WRITTEN INSTRUCTION A →
Reproduce the entire biographical passage on the German rapper Bonez MC verbatim.

#### EXCERPT PROVIDED ####

John Lorenz Moser (born 23 December 1985), better known by his stage name Bonez MC, is a German rapper, singer, songwriter, and record producer.

Bonez is a member of the German hip hop gang 187 Strassenbande consisting of the rappers Gzuz, Maxwell, LX, Sa4 and Bonez MC, graffiti artist Frost and music producer Jambeatz. At various times, rappers AchtVier, Mosh36 and Hasuna were also members of the 187 Strassenbande.

In 2012, Bonez MC released his debut album Krampfhaft kriminell on his own label Toprott Muzik. In 2013 he had a joint EP with Kontra K followed by another collaboration with fellow 187 Strassenbande member Gzuz in form of the album High und Hungrig. On 30 January 2015, 187 Strassenbande produced his compilation High & Hungrig 2.

#### DATA SHOWN ####

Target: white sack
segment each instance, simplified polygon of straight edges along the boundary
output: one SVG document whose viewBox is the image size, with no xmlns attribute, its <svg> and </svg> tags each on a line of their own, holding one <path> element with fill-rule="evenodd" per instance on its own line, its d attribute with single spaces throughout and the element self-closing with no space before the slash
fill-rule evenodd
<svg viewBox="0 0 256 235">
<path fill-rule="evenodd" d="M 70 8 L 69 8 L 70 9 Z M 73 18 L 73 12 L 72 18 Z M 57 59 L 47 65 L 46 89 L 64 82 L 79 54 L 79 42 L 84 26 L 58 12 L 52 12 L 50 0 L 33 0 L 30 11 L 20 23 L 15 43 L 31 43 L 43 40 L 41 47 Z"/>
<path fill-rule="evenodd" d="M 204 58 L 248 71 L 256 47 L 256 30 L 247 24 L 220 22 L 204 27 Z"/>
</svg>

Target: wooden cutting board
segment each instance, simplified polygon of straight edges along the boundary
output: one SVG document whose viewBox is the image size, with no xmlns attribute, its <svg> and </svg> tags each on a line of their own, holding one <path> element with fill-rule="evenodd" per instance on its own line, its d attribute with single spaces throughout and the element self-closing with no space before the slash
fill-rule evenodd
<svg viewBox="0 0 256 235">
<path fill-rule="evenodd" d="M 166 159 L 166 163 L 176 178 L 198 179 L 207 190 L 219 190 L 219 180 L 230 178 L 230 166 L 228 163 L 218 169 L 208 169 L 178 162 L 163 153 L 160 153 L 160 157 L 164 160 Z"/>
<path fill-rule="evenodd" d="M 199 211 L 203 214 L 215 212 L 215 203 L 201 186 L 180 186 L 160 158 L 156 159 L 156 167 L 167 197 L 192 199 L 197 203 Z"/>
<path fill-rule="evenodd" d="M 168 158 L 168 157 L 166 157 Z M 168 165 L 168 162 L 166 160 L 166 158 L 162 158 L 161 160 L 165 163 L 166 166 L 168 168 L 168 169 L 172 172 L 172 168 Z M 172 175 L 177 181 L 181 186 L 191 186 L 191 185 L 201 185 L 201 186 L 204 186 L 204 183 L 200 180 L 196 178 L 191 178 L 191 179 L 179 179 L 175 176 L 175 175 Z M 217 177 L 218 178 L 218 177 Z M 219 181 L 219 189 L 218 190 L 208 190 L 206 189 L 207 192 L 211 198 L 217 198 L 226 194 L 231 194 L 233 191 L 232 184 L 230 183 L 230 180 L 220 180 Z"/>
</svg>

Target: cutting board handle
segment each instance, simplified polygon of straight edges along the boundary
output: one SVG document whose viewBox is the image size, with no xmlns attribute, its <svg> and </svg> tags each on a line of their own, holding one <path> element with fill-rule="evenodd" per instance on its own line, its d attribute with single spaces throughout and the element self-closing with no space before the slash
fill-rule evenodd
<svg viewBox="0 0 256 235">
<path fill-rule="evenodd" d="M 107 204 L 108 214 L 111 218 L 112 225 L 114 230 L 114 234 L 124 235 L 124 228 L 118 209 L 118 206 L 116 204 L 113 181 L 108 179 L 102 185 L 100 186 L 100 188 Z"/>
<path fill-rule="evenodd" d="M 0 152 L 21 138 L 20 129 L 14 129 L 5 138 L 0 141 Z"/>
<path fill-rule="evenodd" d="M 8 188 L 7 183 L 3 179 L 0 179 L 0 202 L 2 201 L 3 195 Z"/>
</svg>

####

WRITTEN INSTRUCTION B →
Collect each line of the records that contains the word "board", treating uppercase and lowercase letters as distinct.

CORRECT RESPONSE A →
John Lorenz Moser (born 23 December 1985), better known by his stage name Bonez MC, is a German rapper, singer, songwriter, and record producer.

Bonez is a member of the German hip hop gang 187 Strassenbande consisting of the rappers Gzuz, Maxwell, LX, Sa4 and Bonez MC, graffiti artist Frost and music producer Jambeatz. At various times, rappers AchtVier, Mosh36 and Hasuna were also members of the 187 Strassenbande.

In 2012, Bonez MC released his debut album Krampfhaft kriminell on his own label Toprott Muzik. In 2013 he had a joint EP with Kontra K followed by another collaboration with fellow 187 Strassenbande member Gzuz in form of the album High und Hungrig. On 30 January 2015, 187 Strassenbande produced his compilation High & Hungrig 2.

CORRECT RESPONSE B →
Target: wooden cutting board
Target: cutting board handle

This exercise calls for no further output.